==== Exercise text
Wednesday, 9 July 2014

Lymph node biopsy

It's amazing the difference the doctor can make.  After several days of being processed by an efficient but sterile machine, we had my last examination with a doctor from Senegal who was so wise and sympathetic that she made us cry.

She put her hand on my arm and told me that I needed to be strong but that I would win.  For my children's sake.  She looked at my husband and laughed, "I won't talk about husbands.  We women, we know that it is our children who come from us.  We fight and win for them."

Her ultrasound examination was reassuring on the whole.  She didn't find anything in my right breast, though it is full of cysts.  She also said that my lymph nodes looked normal which was a huge relief.  Ever since my first examination at the clinic when the radiologist saw something and asked for permission to take a biopsy of my lymph node, I have been convinced that the Cancer had spread.  That may still be the case, but now I have no reason to think that it has.

She also told me that my other results show that my lungs are clear.  She confirmed that there is a lesion on my liver but that this is calcified so probably old.  This is, apparently, quite common.  Perhaps the most reassuring thing she told us though, was that even in the unlikely event that the liver lesion is Cancer, it is small and they can still treat it successfully with chemo.  

It still wouldn't mean I'd die.  Big sigh of relief.
========
What you need to do:
A – In the lymph node biopsy post, what country was the doctor who performed the last examination from?
B – Summarize the lymph node biopsy post in two sentences.
C – Carry on the lymph node biopsy post from the point where it stops.
==== Excerpted records
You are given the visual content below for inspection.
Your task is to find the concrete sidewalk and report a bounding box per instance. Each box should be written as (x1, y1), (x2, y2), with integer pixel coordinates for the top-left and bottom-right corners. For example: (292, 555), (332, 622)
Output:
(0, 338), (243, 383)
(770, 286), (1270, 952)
========
Answers to the tasks:
A – Senegal.

B – After several days of impersonal processing, the writer's last examination was with a wise and sympathetic doctor from Senegal, who said the writer needed to be strong but would win, for the children's sake. Her ultrasound found nothing in the right breast and showed normal-looking lymph nodes, the lungs were clear, and the liver lesion was calcified, so probably old, and small enough to be treated successfully with chemo even if it proved to be Cancer.

C –
Finally, she took a lymph node biopsy so that they can check whether they are as normal as they look.  I knew from the last time that this is a painful process.  The doctor uses the ultrasound to see where the needle is going but the node is small and there's a lot of prodding around involved.  The first time, the doctor was too apologetic about the pain and she didn't get enough fluid to allow it to be tested.  This time, my Senegalese doctor was ruthless.  My husband said it was fascinating to watch on the screen - he could see a little round nodule being pounded again and again with the needle.  I wasn't watching.  I was desperately imagining myself on Kippepeo beach, one of the most beautiful places I have ever been lucky enough to know.  

It was agony, but better to endure the pain and get it over with, rather than have a marginly less painful experience only to find that they didn't get enough and they have to do it all over again.  Trust me.

All in all, by the end of the session, my husband and I felt that we had travelled through the dark place that yesterday's test had led us into.  There may be many more ahead but, for now, our doctor from Senegal has sent some bright African sunshine to light our way.